▶ _元の文書_

____________

男の潮吹きの主成分は膀胱尿
外尿道口から噴出された液体を原氏らが調べたところ、クレアチニン値(血中の尿素窒素)が55.9mg/dLを示し、主成分は膀胱尿と判明。被験者によると、外尿道口から液体が噴出している最中のオルガズムは「我慢した後に排尿した感覚」と「射精した感覚」が合体したような感覚だったという。
原氏は、男性の潮吹きのメカニズムをこう要約する。射精終了後も陰茎刺激を続けることにより、膀胱頸部は平坦化した状態を保ち、前立腺部尿道に膀胱尿が流入。その後、収縮と拡張を繰り返すことによって前立腺部尿道に空洞が生じ、前立腺が強く収縮し、外尿道口から尿が射出された。その後、膀胱頸部が開大して元の形状に戻った。これらの一連の現象は、緩く重ねた両の手のひらの間に水を入れ、両手を勢いよく閉じ、中の水を押し出す手を使った水鉄砲に近いと解説している。
つまり、「男性の潮吹きとは、射精後の継続的な陰茎刺激で主に前立腺の強力な収縮と拡張により生じる膀胱尿が噴出する現象だった」と、原氏は結論づけている。
潮吹きは性生活を豊かにするか
女性の潮吹き(Female ejaculation :女性の射精)はオルガズムの前または最中に手でGスポットを刺激されて尿道からスキーン腺液が排出する現象だ。

____________

▶ _提供データ_
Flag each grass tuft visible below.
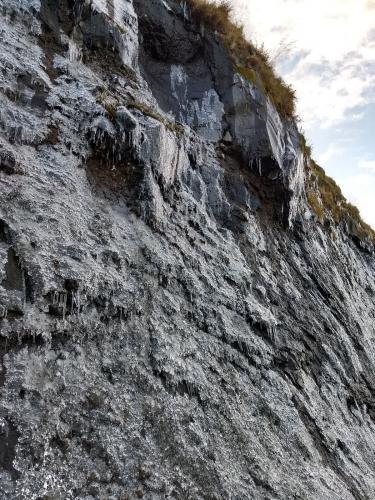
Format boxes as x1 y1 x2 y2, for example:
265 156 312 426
306 160 375 243
185 0 296 118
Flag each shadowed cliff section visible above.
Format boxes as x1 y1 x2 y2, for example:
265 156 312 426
0 0 375 500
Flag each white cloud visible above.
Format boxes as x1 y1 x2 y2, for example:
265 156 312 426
317 144 345 165
358 160 375 172
340 174 375 228
228 0 375 128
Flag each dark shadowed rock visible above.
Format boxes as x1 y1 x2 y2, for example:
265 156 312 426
0 0 375 500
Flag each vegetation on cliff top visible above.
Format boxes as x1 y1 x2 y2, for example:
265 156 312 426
185 0 296 118
188 0 375 243
301 136 375 243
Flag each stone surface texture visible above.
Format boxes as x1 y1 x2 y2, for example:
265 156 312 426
0 0 375 500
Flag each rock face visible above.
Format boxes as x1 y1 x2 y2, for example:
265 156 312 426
0 0 375 500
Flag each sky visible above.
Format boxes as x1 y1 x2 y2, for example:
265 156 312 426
230 0 375 228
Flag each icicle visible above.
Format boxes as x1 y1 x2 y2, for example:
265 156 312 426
69 39 82 63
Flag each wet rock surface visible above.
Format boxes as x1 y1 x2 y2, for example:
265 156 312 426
0 0 375 500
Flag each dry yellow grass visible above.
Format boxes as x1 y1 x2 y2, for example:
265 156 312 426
189 0 296 118
306 160 375 243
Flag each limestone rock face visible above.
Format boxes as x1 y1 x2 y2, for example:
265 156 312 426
0 0 375 500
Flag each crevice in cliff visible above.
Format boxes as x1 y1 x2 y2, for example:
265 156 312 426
0 419 20 481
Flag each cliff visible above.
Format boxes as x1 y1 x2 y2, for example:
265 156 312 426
0 0 375 500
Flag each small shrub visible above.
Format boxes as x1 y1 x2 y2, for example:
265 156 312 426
185 0 296 118
306 157 375 243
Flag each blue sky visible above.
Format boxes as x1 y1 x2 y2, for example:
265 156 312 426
231 0 375 228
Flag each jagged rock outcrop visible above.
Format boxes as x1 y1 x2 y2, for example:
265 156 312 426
0 0 375 500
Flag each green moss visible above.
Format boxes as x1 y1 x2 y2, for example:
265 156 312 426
185 0 296 118
306 160 375 243
236 66 257 84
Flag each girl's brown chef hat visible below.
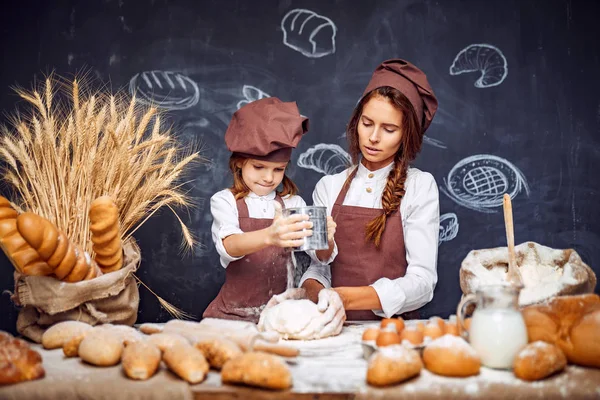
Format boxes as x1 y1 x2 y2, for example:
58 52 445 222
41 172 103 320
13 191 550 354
225 97 308 162
363 58 438 132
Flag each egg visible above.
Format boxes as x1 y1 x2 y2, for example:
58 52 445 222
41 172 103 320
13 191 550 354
375 331 402 347
429 317 446 334
381 318 404 333
423 322 444 339
400 328 423 345
446 322 460 336
363 328 379 340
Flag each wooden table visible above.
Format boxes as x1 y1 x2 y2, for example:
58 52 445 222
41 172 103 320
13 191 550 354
0 325 600 400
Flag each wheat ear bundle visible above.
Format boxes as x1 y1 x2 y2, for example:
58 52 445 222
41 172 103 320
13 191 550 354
0 76 201 318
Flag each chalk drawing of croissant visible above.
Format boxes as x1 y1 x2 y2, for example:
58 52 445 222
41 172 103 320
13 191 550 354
298 143 351 175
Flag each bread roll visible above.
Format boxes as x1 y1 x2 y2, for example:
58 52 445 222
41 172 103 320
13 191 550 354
513 341 567 381
147 333 190 353
522 294 600 368
89 196 123 274
367 345 423 386
17 212 98 282
196 338 242 369
139 323 163 335
375 330 402 347
0 196 52 275
0 331 46 385
121 342 161 380
221 352 292 390
79 329 123 367
63 331 90 357
400 328 423 345
423 322 445 339
163 344 209 384
423 335 481 377
42 321 92 349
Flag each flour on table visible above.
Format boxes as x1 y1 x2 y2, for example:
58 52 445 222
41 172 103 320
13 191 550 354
258 299 336 340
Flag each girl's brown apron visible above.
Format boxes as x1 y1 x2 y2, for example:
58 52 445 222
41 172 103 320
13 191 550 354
331 168 418 321
203 195 291 323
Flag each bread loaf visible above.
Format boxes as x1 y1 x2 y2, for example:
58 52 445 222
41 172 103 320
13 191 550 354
522 294 600 368
163 344 209 383
17 212 99 282
513 341 567 381
423 335 481 377
147 333 189 352
89 196 123 274
79 329 123 367
121 342 161 380
0 331 45 385
367 345 423 386
0 196 52 275
140 323 163 335
63 331 89 357
196 338 242 369
221 352 292 390
42 321 92 349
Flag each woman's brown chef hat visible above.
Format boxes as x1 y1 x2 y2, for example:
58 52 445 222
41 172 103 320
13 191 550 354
363 58 438 132
225 97 308 162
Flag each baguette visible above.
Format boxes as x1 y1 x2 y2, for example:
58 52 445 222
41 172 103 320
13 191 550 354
0 196 52 275
17 212 99 282
163 343 209 384
121 342 161 380
89 196 123 274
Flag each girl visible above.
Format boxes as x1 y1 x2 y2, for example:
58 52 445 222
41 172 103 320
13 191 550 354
270 59 439 334
203 97 312 322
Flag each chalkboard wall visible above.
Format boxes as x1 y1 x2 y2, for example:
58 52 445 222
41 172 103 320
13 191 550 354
0 0 600 331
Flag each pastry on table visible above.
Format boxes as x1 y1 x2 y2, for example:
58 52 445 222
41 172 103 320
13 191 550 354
0 331 45 385
522 294 600 368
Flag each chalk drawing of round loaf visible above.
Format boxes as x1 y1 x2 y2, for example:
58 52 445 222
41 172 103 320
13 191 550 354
298 143 350 175
438 213 458 246
450 44 508 89
281 8 337 58
237 85 271 110
440 154 529 213
129 71 200 110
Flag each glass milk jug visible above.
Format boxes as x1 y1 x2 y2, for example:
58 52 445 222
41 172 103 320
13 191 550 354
456 285 528 369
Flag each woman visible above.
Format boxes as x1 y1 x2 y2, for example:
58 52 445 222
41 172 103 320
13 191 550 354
268 59 439 334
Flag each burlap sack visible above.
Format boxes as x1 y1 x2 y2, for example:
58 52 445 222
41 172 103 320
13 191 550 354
12 240 141 343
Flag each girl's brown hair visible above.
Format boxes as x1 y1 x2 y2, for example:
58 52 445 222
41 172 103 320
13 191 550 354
229 153 298 200
346 86 424 247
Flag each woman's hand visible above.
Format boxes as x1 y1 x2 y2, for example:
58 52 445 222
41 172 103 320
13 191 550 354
327 215 337 247
266 202 312 247
298 289 346 337
265 288 308 310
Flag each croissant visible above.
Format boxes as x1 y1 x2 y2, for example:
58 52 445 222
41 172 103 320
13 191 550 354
0 196 52 275
17 212 101 282
89 196 123 273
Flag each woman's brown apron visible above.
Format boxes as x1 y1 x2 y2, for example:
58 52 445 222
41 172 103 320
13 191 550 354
331 169 418 321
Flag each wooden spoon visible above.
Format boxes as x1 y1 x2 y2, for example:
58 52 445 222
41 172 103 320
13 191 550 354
503 193 523 286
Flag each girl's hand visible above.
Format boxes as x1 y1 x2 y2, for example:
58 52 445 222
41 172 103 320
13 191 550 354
266 202 312 247
327 215 337 245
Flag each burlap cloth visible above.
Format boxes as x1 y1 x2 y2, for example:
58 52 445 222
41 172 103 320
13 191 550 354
12 240 141 343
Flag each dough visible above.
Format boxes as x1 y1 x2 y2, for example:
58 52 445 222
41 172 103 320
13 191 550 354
258 299 336 340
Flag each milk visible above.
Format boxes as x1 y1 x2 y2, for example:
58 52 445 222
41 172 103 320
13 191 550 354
469 308 527 369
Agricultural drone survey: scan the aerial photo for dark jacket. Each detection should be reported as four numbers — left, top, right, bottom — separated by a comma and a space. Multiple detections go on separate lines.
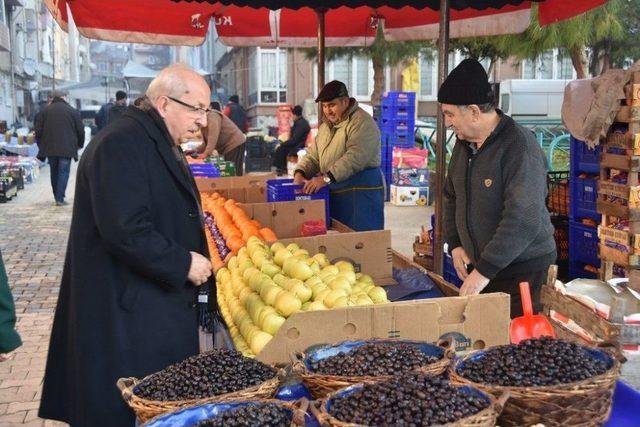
444, 112, 556, 279
224, 102, 249, 133
282, 117, 311, 152
39, 107, 215, 427
0, 252, 22, 353
107, 104, 127, 124
34, 98, 84, 160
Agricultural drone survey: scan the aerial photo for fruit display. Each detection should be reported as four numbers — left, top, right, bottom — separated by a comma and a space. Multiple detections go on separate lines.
200, 192, 277, 271
327, 373, 491, 426
311, 342, 440, 377
134, 349, 276, 401
195, 403, 293, 427
216, 236, 389, 356
457, 337, 608, 387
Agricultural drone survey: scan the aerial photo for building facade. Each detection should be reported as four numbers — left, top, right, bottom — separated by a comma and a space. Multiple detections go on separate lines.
0, 0, 91, 127
217, 47, 576, 128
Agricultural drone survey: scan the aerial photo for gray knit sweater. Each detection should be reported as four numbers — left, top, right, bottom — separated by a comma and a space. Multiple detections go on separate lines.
444, 110, 556, 279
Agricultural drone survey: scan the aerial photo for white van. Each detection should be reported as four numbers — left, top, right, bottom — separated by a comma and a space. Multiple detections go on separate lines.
499, 80, 571, 120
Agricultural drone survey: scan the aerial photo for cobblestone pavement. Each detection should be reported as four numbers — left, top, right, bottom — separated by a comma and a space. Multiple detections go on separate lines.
0, 163, 640, 427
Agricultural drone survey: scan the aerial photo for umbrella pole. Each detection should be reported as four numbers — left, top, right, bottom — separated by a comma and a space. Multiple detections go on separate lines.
433, 0, 450, 275
316, 9, 327, 93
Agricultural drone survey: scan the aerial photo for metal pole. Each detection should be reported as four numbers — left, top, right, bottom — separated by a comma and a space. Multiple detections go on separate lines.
433, 0, 450, 274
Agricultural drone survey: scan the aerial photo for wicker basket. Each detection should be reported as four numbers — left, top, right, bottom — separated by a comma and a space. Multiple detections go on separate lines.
293, 339, 455, 399
142, 399, 309, 427
309, 385, 509, 427
117, 372, 282, 422
450, 350, 620, 427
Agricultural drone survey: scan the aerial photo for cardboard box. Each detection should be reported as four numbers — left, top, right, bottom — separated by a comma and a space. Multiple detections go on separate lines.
239, 200, 326, 239
195, 173, 276, 203
390, 185, 429, 206
250, 230, 510, 364
391, 168, 429, 187
256, 293, 510, 364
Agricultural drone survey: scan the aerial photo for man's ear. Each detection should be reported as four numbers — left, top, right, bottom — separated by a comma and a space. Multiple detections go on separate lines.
155, 96, 169, 119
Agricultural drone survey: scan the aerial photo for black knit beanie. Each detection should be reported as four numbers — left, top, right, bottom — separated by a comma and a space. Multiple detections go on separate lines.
438, 59, 494, 105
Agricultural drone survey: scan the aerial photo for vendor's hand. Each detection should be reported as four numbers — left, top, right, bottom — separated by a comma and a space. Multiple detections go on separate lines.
302, 176, 327, 194
187, 251, 211, 286
460, 269, 489, 297
451, 246, 471, 280
293, 172, 307, 184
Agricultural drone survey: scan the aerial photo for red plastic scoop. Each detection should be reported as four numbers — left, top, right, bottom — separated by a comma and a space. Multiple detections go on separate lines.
509, 282, 556, 344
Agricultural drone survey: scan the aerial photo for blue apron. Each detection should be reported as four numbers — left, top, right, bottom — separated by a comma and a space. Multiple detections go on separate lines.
329, 168, 384, 231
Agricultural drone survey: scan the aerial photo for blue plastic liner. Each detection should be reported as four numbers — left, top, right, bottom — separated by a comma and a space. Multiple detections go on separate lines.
303, 340, 444, 372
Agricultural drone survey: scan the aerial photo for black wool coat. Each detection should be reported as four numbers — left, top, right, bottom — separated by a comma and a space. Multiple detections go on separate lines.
39, 107, 208, 427
34, 98, 84, 159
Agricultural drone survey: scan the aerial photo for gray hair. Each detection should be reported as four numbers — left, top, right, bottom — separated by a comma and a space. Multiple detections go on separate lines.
145, 63, 204, 104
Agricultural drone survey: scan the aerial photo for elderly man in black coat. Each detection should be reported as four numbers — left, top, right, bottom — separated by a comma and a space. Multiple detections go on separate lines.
34, 91, 84, 206
39, 65, 213, 427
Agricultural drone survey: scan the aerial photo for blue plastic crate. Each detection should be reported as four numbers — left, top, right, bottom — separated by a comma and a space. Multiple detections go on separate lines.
378, 117, 416, 135
379, 105, 416, 123
267, 179, 331, 222
569, 177, 600, 222
380, 91, 416, 105
569, 221, 600, 267
568, 261, 598, 280
571, 136, 602, 176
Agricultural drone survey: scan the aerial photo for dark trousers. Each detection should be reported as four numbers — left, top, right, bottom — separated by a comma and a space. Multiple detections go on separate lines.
49, 157, 71, 203
482, 267, 549, 319
223, 143, 245, 176
273, 144, 298, 171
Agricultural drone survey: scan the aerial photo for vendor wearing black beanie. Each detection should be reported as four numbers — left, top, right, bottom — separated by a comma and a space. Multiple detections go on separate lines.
438, 59, 556, 317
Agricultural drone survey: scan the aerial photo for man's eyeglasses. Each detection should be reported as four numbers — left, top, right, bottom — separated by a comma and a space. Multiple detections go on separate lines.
167, 95, 211, 115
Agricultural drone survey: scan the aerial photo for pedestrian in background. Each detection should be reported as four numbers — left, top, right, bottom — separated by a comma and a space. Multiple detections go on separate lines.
39, 64, 216, 427
196, 103, 247, 175
35, 92, 84, 206
107, 90, 128, 124
0, 252, 22, 362
223, 95, 249, 133
95, 98, 114, 132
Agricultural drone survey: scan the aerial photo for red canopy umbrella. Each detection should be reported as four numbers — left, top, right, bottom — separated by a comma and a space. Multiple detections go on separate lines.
44, 0, 607, 273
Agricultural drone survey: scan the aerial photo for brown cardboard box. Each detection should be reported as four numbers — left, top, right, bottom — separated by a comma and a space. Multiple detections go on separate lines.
249, 230, 510, 364
239, 200, 325, 239
195, 174, 276, 203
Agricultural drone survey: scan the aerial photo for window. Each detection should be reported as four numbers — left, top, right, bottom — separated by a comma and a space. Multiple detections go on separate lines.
249, 48, 287, 105
522, 49, 576, 80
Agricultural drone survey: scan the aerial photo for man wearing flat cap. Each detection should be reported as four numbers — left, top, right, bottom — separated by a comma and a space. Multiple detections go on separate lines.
294, 80, 384, 231
438, 59, 556, 317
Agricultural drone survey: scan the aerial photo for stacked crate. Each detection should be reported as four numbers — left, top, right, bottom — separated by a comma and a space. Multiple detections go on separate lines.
598, 72, 640, 289
375, 92, 416, 200
569, 137, 601, 279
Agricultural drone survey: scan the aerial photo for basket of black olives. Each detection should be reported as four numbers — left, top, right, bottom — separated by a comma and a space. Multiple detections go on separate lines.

____________

▶ _課題の指示_
元の文書によると、膀胱尿が前立腺部尿道に流入するのはなぜか。1～3文で説明せよ。 上の項目は、元の文書とは別の資料である。

▶ _課題の解答_
射精終了後も陰茎刺激を続けると、膀胱頸部が平坦化した状態に保たれるためである。その結果、膀胱尿が前立腺部尿道に流れ込む。